H Address Interface Hold Uptime SRTT RTO Q Seq

(sec) (ms) Cnt Num

3 x.x.x.2 Fa1/20 11 2d19h 3 200 0 27246779

as a result the SRTT/RTO also have decreased to normal.

The weird thing is the other links are still fine using multicasts, the only difference between the wireless links between router A and B is that the link which I just switched to unicast terminates on a fastether and the other 2 links on serial interfaces. The fastether link does have a serial to ethernet converter on either side as were the other links are all serial with no converters. The serial to ethernet converter is a passive device and there are no options and I can't see why this would be causing multicast issues.

Would anyone have a theory as to why im having multicast issues on that link.

thanks Paul

paul amaral · ‎02-27-2012

I was just able to look at the wireless EQ which i did not setup and im convienced its causing the issue.

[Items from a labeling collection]
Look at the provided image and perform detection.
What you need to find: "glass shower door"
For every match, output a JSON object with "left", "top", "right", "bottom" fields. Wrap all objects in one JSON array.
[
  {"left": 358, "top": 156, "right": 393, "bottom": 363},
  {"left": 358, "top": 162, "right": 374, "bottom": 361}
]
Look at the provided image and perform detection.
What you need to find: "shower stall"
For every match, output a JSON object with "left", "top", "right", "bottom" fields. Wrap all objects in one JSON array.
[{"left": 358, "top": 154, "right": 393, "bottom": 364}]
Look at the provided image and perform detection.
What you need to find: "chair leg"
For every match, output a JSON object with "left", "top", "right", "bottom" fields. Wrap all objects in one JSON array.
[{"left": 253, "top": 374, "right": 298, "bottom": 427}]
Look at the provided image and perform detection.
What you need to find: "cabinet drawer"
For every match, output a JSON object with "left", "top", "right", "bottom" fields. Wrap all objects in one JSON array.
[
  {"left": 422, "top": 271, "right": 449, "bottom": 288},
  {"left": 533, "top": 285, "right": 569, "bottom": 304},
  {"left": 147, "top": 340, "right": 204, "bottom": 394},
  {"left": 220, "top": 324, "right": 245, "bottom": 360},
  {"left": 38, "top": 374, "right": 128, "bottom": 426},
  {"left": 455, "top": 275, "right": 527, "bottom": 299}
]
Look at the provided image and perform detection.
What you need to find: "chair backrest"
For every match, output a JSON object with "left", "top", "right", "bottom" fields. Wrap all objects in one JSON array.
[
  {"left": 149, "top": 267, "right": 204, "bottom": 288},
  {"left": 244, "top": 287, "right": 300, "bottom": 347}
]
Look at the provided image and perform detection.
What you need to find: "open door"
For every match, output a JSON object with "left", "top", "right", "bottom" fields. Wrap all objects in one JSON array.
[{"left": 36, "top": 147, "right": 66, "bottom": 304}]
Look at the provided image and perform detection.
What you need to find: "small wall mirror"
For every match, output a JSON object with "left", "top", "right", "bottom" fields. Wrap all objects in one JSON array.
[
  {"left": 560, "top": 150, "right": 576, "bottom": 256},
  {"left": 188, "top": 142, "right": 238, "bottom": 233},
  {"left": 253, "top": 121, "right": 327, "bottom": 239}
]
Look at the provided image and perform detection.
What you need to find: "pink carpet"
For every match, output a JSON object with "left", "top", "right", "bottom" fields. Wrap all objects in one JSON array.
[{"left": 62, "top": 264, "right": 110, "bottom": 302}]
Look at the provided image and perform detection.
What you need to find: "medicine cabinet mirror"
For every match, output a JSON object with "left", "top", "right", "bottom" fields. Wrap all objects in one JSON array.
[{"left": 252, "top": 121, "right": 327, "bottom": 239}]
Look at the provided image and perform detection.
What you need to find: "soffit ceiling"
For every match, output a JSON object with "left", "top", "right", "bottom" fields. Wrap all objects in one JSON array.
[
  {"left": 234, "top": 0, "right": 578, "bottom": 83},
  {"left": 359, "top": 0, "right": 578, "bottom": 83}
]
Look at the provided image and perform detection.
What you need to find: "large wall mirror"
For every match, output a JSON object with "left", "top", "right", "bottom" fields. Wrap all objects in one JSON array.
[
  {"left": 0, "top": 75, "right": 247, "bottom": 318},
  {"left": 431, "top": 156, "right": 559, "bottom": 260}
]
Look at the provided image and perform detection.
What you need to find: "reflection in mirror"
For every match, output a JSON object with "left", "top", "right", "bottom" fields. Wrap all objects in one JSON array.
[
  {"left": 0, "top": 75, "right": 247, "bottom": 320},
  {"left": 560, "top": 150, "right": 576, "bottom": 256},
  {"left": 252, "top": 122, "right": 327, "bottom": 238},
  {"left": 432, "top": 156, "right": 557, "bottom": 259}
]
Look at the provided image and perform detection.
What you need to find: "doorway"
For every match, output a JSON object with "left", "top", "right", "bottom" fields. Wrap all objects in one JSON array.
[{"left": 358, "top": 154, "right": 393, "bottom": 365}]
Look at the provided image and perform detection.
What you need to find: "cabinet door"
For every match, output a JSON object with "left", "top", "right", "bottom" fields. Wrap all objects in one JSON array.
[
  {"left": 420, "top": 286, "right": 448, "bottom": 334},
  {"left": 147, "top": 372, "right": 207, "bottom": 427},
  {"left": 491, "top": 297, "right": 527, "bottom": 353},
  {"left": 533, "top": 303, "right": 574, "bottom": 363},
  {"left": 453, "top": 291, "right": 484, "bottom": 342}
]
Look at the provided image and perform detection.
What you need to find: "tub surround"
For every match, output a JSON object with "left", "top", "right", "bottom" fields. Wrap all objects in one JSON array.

* Short exercise
From the forum post about the multicast problem, list every statement it makes about the serial to ethernet converter.

* Reply to the exercise
- The fastether link has one on either side.
- It is a passive device.
- It has no options.
- The writer can't see why it would be causing multicast issues.